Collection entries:
■ ■ ■
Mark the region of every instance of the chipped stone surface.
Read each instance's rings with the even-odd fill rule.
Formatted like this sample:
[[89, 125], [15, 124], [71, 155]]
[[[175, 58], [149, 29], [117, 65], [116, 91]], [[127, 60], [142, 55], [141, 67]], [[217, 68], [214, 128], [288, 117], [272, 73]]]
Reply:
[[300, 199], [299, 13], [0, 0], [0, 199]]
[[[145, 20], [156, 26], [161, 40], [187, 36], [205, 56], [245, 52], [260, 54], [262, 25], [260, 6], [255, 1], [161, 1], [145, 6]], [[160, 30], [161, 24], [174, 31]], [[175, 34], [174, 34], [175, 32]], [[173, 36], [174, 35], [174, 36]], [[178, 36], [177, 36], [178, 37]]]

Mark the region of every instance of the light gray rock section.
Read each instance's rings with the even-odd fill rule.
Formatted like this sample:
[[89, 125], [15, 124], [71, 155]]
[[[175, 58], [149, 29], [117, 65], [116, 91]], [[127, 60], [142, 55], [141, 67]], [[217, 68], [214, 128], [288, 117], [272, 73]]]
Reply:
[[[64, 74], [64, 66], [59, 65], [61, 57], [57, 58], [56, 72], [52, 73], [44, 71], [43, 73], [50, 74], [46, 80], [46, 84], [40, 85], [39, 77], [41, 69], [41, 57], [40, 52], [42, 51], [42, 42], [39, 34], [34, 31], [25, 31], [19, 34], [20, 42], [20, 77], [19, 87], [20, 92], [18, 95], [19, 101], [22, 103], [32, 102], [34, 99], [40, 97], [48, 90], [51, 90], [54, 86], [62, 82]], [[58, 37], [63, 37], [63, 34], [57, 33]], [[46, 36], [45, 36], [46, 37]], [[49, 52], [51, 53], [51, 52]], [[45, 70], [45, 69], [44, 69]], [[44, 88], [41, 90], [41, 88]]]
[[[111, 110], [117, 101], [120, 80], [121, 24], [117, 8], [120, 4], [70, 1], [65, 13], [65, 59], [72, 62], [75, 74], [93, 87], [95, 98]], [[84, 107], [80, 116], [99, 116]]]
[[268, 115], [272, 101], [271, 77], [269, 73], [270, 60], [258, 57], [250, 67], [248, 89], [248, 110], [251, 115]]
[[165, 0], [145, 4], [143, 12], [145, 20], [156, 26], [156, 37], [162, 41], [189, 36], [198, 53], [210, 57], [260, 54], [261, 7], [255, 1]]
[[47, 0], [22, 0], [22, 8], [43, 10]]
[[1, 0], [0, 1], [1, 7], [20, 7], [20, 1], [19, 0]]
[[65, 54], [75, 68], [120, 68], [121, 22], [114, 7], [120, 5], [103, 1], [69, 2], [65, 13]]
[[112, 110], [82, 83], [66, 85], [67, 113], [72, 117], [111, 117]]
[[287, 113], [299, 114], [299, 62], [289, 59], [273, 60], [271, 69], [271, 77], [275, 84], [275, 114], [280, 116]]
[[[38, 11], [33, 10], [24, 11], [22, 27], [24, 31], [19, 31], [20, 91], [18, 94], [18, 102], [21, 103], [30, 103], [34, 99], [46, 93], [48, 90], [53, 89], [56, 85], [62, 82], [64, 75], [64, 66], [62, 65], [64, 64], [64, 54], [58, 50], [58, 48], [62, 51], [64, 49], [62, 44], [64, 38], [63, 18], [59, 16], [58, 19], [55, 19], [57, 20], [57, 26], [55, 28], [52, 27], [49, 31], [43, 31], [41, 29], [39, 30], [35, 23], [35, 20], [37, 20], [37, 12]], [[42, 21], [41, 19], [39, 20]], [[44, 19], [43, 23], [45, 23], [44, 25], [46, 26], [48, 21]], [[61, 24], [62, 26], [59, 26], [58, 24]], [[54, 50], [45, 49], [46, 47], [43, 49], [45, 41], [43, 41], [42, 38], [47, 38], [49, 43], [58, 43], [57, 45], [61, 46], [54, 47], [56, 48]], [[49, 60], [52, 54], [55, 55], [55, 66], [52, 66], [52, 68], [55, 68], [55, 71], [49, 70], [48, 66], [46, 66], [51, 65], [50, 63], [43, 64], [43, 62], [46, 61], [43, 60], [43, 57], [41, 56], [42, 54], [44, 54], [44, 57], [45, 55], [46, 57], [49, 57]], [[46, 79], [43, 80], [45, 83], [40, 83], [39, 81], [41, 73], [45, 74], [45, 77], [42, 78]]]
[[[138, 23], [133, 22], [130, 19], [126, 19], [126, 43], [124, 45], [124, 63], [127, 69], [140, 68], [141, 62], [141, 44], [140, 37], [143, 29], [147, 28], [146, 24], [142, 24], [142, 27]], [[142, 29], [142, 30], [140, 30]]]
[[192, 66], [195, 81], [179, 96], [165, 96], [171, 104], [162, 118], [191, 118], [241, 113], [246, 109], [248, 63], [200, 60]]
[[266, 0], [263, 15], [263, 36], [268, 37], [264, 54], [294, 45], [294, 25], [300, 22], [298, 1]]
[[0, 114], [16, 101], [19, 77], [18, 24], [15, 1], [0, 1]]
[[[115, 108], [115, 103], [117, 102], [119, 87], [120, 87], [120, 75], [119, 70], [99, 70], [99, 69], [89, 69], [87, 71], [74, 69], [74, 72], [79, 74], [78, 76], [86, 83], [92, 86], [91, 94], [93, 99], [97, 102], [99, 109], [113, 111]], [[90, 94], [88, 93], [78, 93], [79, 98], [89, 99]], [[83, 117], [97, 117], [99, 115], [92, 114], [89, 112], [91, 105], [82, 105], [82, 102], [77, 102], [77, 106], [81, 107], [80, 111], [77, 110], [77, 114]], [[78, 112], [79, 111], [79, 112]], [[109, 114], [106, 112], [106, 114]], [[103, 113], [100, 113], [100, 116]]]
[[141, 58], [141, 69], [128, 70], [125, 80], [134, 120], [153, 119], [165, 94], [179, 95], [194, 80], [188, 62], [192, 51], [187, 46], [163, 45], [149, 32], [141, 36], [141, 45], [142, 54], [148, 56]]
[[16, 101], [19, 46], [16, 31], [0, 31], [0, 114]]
■ ■ ■
Wherever a line in the data above holds the word "region", copy that line.

Mark the region of every instance of the chipped stone surface.
Mark the region of every instance of the light gray rock section.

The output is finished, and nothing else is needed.